Problems to solve:
**1.** List every organization named in the forest conservation text.
**2.** Translate this sentence from the forest conservation text into Spanish: "One of the most reliable ways to boost forest health is by reintroducing fire."
Start of Document segment
We can accelerate old-growth charecteristics in even-aged forests through specific management techniques that replicate the natural processes that create old-growth conditions. In Maryland, we are partnering with the Forest Service and the Wildlife and Heritage Service to do just that. By creating two demonstration projects in Western Maryland—one on TNC’s Sideling Hill Creek Preserve and one in Savage River State Forest—our goal is to influence public and private forest landowners to adopt the best practices that will expand the amount of old growth forest across Appalachia.
As the climate changes, plants and animals will need to shift their ranges north and upslope to find suitable habitat. Maintaining a healthy and connected Appalachian corridor creates that opportunity. It is crucial that we keep our Western Maryland forests a healthy and connected link in the chain.
GOOD FIRE: Returning a Natural Process to the Landscape
One of the most reliable ways to boost forest health is by reintroducing fire.
The benefits that fire can bring to a landscape are remarkably varied. Many species of plants and trees have evolved to be fire-adapted, and may not grow or disperse their seeds until after a forest has burned.
In 2020, we hit a major milestone in our resilient forests program: TNC and partners conducted controlled burns on more than 500 acres of Central Appalachian forests in Western Maryland. As we celebrate our 30th anniversary of conducting controlled burns, we are now leveraging that expertise and trust as the first step toward an ambitious goal of returning the natural process of fire to the Central Appalachians at a landscape scale.
Over 60 percent of Appalachian forests are privately owned by individuals and families, which makes family forest landowners crucial conservation partners.
In 2019, TNC launched a direct mail campaign to connect Western Maryland landowners with resources and programs that will help them manage and protect their land with the goal of maintaining forest health and connectivity.
In just under six months, we received more than 70 responses from local landowners who were interested in enhancing the resiliency of their forests. Six landowners have already agreed to participate in an invasive species management pilot project, in which they will implement techniques meant to reduce and control invasive plants like Japanese stiltgrass and mile-a-minute.
End of Document segment
Start of Records
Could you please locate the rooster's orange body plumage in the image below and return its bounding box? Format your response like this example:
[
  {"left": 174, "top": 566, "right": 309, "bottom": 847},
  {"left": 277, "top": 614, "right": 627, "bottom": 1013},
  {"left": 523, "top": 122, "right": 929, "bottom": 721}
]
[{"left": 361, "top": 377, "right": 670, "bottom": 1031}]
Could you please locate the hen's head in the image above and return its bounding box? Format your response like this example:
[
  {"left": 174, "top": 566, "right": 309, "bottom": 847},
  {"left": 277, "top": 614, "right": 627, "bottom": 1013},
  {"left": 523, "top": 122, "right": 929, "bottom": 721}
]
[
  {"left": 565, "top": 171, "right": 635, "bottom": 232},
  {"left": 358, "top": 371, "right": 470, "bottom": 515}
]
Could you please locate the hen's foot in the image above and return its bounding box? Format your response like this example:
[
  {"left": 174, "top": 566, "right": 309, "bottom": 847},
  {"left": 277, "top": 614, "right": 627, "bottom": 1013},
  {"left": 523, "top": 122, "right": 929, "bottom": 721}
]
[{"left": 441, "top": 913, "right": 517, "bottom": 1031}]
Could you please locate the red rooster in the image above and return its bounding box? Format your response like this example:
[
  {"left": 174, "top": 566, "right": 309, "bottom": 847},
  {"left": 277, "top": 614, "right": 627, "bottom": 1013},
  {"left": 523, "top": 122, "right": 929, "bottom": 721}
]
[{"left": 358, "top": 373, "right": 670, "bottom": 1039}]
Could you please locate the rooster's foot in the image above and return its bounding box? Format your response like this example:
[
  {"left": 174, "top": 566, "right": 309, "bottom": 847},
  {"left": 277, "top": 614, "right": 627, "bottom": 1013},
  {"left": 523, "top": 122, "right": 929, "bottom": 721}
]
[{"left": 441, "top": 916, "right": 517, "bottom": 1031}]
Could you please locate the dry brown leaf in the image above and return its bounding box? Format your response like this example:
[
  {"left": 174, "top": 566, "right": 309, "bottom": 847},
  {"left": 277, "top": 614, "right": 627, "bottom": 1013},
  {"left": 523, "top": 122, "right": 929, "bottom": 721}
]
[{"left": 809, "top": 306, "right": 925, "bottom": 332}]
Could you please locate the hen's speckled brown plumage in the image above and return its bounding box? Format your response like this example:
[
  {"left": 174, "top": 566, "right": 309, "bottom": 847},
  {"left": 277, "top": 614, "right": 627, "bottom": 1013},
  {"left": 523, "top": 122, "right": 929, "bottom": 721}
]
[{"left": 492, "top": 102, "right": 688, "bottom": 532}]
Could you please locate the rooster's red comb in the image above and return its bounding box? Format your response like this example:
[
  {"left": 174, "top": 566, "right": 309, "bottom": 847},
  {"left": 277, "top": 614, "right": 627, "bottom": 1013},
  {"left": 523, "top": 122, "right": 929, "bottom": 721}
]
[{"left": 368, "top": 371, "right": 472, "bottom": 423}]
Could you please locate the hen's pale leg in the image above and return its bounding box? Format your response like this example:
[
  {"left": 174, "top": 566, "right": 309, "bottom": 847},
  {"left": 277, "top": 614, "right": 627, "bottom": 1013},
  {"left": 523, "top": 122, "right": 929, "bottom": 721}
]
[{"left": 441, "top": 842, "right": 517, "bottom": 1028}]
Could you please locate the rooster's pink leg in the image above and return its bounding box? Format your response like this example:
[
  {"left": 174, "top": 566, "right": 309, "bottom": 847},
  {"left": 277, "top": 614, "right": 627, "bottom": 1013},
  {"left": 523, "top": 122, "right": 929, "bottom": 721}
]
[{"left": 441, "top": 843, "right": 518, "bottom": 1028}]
End of Records
Results of the tasks:
**1.**
- TNC
- the Forest Service
- the Wildlife and Heritage Service

**2.** Una de las formas más fiables de mejorar la salud de los bosques es reintroducir el fuego.